What is needed:
Report every line of the records below that contains the string "shoe", copying each such line in full.

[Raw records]
## start

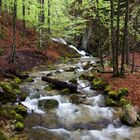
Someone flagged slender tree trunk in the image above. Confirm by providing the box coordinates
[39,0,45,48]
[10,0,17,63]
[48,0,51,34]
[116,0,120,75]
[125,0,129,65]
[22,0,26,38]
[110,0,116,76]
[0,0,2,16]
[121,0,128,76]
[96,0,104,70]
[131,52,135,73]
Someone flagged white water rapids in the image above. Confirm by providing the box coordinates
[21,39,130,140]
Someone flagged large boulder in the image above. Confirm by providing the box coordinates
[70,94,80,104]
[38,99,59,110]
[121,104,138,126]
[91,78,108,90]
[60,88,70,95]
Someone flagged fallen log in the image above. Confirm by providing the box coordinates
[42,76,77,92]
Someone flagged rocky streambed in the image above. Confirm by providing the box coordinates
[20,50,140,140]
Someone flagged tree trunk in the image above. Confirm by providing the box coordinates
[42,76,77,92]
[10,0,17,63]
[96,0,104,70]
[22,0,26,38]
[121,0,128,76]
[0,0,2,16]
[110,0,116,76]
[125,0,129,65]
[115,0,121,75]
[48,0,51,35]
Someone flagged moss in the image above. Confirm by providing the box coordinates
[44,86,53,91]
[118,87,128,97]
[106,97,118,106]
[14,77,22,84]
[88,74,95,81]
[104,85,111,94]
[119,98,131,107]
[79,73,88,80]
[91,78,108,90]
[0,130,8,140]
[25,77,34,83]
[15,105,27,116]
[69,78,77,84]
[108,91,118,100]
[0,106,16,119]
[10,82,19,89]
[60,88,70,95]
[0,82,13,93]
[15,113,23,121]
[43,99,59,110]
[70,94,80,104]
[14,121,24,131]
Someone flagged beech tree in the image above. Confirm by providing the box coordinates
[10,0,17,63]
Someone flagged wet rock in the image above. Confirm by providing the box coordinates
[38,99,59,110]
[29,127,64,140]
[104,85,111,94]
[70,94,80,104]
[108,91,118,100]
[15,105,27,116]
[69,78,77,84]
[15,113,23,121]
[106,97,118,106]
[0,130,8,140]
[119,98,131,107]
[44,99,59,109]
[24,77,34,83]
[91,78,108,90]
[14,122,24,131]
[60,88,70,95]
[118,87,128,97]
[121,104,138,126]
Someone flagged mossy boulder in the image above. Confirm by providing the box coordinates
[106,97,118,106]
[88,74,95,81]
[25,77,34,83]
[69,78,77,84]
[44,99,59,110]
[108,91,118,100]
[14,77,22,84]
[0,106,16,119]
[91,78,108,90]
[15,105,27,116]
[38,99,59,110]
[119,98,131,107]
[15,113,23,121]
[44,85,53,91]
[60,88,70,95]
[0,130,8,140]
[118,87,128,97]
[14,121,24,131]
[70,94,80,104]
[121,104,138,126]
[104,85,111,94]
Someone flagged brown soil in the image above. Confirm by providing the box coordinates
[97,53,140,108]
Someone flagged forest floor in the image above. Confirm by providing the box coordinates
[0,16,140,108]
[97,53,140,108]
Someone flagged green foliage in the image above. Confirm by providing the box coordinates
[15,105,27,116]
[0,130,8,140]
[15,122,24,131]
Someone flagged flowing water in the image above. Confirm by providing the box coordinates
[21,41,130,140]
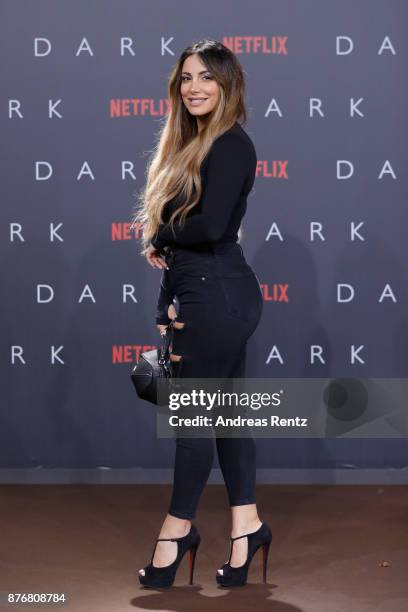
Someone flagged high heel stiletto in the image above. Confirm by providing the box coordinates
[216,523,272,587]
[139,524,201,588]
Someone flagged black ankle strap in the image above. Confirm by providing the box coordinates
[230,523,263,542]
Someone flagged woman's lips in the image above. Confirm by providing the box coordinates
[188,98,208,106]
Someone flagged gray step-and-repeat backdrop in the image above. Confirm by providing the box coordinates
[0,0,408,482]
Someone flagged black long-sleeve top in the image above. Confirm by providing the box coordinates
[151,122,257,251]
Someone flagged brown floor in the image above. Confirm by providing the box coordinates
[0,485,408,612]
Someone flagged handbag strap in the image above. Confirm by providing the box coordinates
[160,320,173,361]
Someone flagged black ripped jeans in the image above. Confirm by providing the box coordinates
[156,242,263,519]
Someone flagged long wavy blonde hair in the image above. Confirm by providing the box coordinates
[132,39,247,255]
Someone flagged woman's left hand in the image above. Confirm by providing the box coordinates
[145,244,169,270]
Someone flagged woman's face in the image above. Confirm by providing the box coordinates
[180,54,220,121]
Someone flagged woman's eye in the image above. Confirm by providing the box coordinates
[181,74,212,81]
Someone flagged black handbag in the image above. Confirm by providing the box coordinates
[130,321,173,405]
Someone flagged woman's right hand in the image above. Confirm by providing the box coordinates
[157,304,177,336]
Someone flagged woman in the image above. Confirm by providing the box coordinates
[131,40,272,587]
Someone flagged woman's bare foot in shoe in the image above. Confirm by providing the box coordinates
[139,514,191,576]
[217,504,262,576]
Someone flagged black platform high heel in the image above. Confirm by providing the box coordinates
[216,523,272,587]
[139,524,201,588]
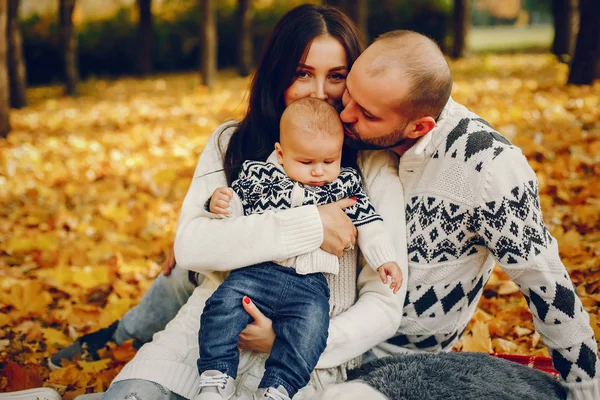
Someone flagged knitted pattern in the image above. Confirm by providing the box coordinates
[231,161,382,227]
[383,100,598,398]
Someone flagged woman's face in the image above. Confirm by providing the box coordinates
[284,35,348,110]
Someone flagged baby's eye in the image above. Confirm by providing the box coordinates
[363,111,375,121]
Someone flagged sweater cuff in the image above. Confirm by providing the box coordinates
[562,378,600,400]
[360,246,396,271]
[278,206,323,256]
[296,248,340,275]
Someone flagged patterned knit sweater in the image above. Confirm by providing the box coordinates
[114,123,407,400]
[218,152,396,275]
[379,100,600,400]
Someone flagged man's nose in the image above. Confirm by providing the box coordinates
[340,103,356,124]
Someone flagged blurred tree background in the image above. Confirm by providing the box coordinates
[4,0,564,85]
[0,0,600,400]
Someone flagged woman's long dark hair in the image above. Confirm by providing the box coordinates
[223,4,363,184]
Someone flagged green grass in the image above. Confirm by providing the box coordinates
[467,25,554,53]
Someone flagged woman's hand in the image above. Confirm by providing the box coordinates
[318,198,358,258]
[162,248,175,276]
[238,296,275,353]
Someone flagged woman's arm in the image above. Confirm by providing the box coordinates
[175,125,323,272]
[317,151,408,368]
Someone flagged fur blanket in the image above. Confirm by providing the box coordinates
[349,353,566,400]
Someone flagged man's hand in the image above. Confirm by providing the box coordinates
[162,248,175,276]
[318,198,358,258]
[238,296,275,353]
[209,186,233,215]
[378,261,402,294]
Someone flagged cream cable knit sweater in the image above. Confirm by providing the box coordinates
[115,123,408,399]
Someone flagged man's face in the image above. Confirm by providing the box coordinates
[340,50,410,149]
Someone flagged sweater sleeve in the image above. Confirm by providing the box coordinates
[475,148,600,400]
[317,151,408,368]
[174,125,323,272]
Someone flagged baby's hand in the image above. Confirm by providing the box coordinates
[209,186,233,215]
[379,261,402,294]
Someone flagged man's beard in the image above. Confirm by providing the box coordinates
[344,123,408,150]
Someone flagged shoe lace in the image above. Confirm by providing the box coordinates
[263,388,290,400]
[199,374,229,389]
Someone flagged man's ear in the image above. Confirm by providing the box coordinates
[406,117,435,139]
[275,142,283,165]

## end

Solution to this exercise:
Someone flagged woman's bare foot in shoe in the image above. Confirm by providing the box coordinates
Someone flagged shoe lace in the image above. Confirm by providing the box coordinates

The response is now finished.